> Exercise directions:
Reproduce each of the items below word for word, leaving out the pictures.

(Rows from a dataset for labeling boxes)
------------------------------
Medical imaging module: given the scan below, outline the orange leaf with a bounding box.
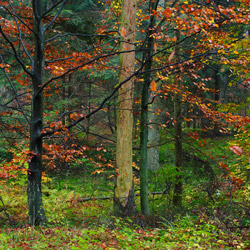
[151,80,157,92]
[121,27,126,37]
[229,146,243,155]
[168,51,175,62]
[154,43,157,52]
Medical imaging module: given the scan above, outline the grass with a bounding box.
[0,136,250,250]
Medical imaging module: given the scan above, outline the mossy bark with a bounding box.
[173,30,183,206]
[114,0,136,216]
[27,0,46,225]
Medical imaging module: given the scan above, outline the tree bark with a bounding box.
[173,27,183,206]
[27,0,46,225]
[114,0,136,216]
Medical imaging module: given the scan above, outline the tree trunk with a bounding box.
[114,0,136,216]
[27,0,46,225]
[140,0,156,215]
[173,30,183,206]
[148,96,160,171]
[147,0,165,171]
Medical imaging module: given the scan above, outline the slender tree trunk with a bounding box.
[148,99,160,171]
[114,0,136,216]
[27,0,46,225]
[173,30,183,206]
[148,0,165,171]
[140,1,158,215]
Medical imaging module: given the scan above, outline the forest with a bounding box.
[0,0,250,250]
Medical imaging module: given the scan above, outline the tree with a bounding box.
[114,0,136,216]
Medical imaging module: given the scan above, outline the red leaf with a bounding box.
[151,80,157,92]
[121,27,126,37]
[168,51,175,62]
[229,146,243,155]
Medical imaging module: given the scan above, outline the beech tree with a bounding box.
[114,0,136,216]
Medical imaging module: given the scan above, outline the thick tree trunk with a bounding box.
[148,99,160,171]
[140,1,159,215]
[27,0,46,225]
[114,0,136,216]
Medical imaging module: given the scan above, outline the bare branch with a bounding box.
[0,25,33,76]
[0,56,30,124]
[44,0,68,32]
------------------------------
> Exercise output:
Medical imaging module: given the scan below, outline the orange leaf with a bounding box.
[151,80,157,92]
[121,27,126,37]
[229,146,243,155]
[168,51,175,62]
[154,43,157,52]
Medical imaging module: given the scan above, outline the grass with a bounding box.
[0,136,250,250]
Medical imaging module: given the scan above, outline the mossy bark with a bounding box.
[173,30,183,206]
[114,0,136,216]
[27,0,46,225]
Medical imaging module: given the scan above, outline the tree bark with a bounding box.
[173,27,183,206]
[27,0,46,225]
[114,0,136,216]
Medical imaging module: given the scan above, outline the tree trunk with a bounding box.
[114,0,136,216]
[27,0,46,225]
[140,0,156,215]
[173,30,183,206]
[148,96,160,171]
[147,0,165,171]
Medical imaging module: given the scan above, outline the slender tree trunk with a bounding box.
[148,99,160,171]
[114,0,136,216]
[27,0,46,225]
[173,30,183,206]
[148,0,165,171]
[140,1,158,215]
Medical imaging module: given the scan above, outline the forest with a bounding box.
[0,0,250,250]
Medical imaging module: given the scan above, outline the tree with a bounding box.
[114,0,136,216]
Medical imaging module: given the scan above, outline the red leaf with a bounding box.
[151,80,157,92]
[121,27,126,37]
[168,51,175,62]
[229,146,243,155]
Medical imaging module: given the scan above, outline the beech tree with a bounding box.
[114,0,136,216]
Medical imaging module: given the scan above, outline the thick tree trunk with a bounding box.
[148,99,160,171]
[140,1,159,215]
[27,0,46,225]
[114,0,136,216]
Medical imaging module: given the scan above, outline the bare branch with a bounding box.
[0,25,33,76]
[0,56,30,124]
[44,0,68,32]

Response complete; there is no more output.